■ **What to work on**
Update the items by changing each "bounding box" to "rectangle" and leaving all other text unchanged.

Stored items
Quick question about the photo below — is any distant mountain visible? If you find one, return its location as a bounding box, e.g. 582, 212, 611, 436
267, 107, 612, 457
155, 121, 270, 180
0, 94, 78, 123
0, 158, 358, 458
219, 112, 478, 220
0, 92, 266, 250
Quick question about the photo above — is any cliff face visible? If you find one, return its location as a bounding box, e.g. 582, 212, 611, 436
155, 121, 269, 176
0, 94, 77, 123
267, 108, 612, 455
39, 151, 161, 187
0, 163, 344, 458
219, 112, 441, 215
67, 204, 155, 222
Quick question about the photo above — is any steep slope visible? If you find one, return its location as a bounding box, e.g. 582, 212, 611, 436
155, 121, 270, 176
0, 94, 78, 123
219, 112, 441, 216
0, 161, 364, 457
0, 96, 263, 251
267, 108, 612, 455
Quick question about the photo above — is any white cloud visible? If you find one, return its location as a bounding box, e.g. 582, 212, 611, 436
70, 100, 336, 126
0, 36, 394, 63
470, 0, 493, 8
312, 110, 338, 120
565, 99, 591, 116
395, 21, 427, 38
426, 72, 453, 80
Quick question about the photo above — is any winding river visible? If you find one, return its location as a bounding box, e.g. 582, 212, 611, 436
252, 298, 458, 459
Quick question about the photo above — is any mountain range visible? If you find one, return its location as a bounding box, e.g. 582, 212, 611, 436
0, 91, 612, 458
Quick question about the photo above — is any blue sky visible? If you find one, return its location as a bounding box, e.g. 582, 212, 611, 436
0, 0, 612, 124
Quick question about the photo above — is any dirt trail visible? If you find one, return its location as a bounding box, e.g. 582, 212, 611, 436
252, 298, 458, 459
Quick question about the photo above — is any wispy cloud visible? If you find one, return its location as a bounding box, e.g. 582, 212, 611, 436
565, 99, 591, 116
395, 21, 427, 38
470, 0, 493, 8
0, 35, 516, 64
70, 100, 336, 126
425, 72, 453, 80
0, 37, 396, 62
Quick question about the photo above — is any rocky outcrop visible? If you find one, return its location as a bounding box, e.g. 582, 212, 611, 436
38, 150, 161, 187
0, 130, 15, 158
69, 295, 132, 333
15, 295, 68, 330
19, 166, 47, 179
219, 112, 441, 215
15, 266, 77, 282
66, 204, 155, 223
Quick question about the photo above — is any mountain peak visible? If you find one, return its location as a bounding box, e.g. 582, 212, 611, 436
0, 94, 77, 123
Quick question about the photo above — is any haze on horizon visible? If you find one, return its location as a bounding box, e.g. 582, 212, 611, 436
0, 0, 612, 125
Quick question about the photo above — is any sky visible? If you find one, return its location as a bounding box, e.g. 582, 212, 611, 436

■ **Expected answer**
Quick question about the photo below — is any distant mountain visible? If you find one, return its location as a rectangle, e.g. 582, 212, 611, 436
267, 107, 612, 457
155, 121, 270, 180
0, 94, 78, 123
0, 158, 358, 458
219, 112, 478, 220
0, 92, 266, 250
Quick question about the photo above — is any cliff face visible? If you find one, return its location as a rectangle, e.g. 582, 212, 611, 436
155, 121, 269, 176
0, 94, 77, 123
267, 108, 612, 455
39, 151, 161, 187
0, 163, 344, 458
219, 112, 441, 215
67, 204, 155, 222
Quick question about the photo above — is any steep slope visible? If you find one, return its location as a rectangle, e.g. 582, 212, 611, 436
155, 121, 270, 176
0, 94, 78, 123
219, 112, 441, 216
0, 161, 364, 457
0, 96, 263, 251
267, 108, 612, 455
Quick question about the photo above — is any white cloud visible? If you find one, return its location as a rectangle, e.g. 582, 212, 611, 436
70, 100, 336, 126
0, 36, 394, 63
470, 0, 493, 8
312, 110, 338, 120
565, 99, 591, 116
395, 21, 427, 38
426, 72, 453, 80
Quick question about the photo above — is any winding river visible? If you find one, return its location as a rectangle, e.g. 582, 212, 611, 436
252, 298, 458, 459
Quick question about the photo above — is any mountain range visible? If you find one, return its location as a rectangle, e.g. 582, 212, 611, 436
0, 91, 612, 458
Quick question about the photo above — is any blue sky visible? If you find one, return its location as a rectangle, e.g. 582, 212, 611, 436
0, 0, 612, 124
Quick question about the photo above — is any dirt trail visible? If you find one, return its location as a rectangle, e.g. 582, 212, 611, 436
252, 298, 458, 459
Quick question about the photo above — is any wispy cloud visible? If you find one, return its location as a rectangle, e.g. 582, 212, 611, 436
565, 99, 591, 116
395, 21, 427, 38
470, 0, 493, 8
0, 35, 516, 64
70, 100, 336, 126
425, 72, 453, 80
0, 37, 396, 62
Quick question about the photo above — is any rocky outcrop visible? If you find one, return its location as a rectangle, e.g. 582, 212, 611, 436
38, 150, 161, 187
0, 130, 15, 158
69, 295, 132, 333
15, 295, 68, 330
19, 166, 47, 179
219, 112, 441, 215
15, 266, 77, 282
66, 204, 155, 223
Quick question about the photo above — is any mountain peak visible? If you find one, return its location as a rectangle, e.g. 582, 212, 611, 436
0, 94, 77, 123
Quick question about the photo above — is any haze on horizon visible? If you find one, return its location as a rectangle, e.g. 582, 212, 611, 436
0, 0, 612, 125
Quick question about the photo above — is any sky visible? If you find one, return its location as a rectangle, e.g. 582, 212, 611, 436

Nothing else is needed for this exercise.